▶ _Extract provided_
· · · · ·

Biology Faculty Articles
Title
Cookiecutter: A Tool for Kmer-Based Read Filtering and Extraction
Document Type
Article
Publication Date
8-14-2015
Publication Title
bioRxiv
First Page
1
Last Page
6
Abstract
Motivation: Kmer-based analysis is a powerful method used in read error correction and implemented in various genome assembly tools. A number of read processing routines include extracting or removing sequence reads from the results of highthroughput sequencing experiments prior to further analysis. Here we present a new approach to sorting or filtering of raw reads based on a provided list of kmers.
Results: We developed Cookiecutter — a computational tool for rapid read extraction or removing according to a provided list of k-mers generated from a FASTA file. Cookiecutter is based on the implementation of the Aho-Corasik algorithm and is useful in routine processing of high-throughput sequencing datasets. Cookiecutter can be used for both removing undesirable reads and read extraction from a user-defined region of interest.
Availability: The open-source implementation with user instructions can be obtained from GitHub: https://github.com/ ad3002/Cookiecutter
NSUWorks Citation
Starostina, Ekaterina; Gaik Tamazian; Pavel Dobrynin; Stephen J. O'Brien; and Aleksey Komissarov. 2015. "Cookiecutter: A Tool for Kmer-Based Read Filtering and Extraction." bioRxiv , (): 1-6. doi:10.1101/024679.
ORCID ID
0000-0001-7353-8301
ResearcherID
N-1726-2015
DOI
10.1101/024679
Comments
The copyright holder for this preprint is the author/funder. It is made available under a CC-BY 4.0 International license.

· · · · ·

▶ _Data_
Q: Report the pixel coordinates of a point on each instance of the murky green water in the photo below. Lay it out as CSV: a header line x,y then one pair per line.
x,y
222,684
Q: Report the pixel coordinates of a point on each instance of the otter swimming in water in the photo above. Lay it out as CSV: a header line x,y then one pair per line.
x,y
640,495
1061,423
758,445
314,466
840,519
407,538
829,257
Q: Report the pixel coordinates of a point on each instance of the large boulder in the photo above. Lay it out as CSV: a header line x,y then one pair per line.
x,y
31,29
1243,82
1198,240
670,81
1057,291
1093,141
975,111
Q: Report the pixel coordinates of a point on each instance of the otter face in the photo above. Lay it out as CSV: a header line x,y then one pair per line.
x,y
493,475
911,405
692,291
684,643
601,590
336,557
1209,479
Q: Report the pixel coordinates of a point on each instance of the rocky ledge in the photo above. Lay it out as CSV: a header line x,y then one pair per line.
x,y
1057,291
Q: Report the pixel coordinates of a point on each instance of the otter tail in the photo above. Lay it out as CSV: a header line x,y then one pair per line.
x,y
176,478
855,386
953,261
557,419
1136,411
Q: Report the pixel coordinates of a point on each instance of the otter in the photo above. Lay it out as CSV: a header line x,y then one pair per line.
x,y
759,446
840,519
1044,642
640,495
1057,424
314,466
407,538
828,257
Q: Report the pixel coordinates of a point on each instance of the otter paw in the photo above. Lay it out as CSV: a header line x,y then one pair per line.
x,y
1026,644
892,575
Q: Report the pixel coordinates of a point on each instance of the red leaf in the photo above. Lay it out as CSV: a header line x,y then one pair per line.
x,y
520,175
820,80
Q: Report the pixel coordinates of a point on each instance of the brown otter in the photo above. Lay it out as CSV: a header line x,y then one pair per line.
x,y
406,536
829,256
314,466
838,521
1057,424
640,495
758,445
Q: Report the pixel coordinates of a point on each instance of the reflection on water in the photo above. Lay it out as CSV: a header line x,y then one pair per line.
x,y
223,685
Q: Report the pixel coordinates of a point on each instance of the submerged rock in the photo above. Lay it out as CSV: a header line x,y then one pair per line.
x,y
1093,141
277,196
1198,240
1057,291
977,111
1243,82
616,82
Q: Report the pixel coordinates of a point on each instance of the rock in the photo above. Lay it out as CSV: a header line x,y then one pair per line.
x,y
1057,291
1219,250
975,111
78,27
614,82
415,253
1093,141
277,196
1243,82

· · · · ·

▶ _Explore the material_
1. According to the Cookiecutter article page above, which algorithm is Cookiecutter based on?
2. Render this sentence from the Cookiecutter article page in Spanish: "Cookiecutter can be used for both removing undesirable reads and read extraction from a user-defined region of interest."

▶ _Answers_
1. The Aho-Corasik algorithm.

2. Cookiecutter puede utilizarse tanto para eliminar lecturas no deseadas como para extraer lecturas de una región de interés definida por el usuario.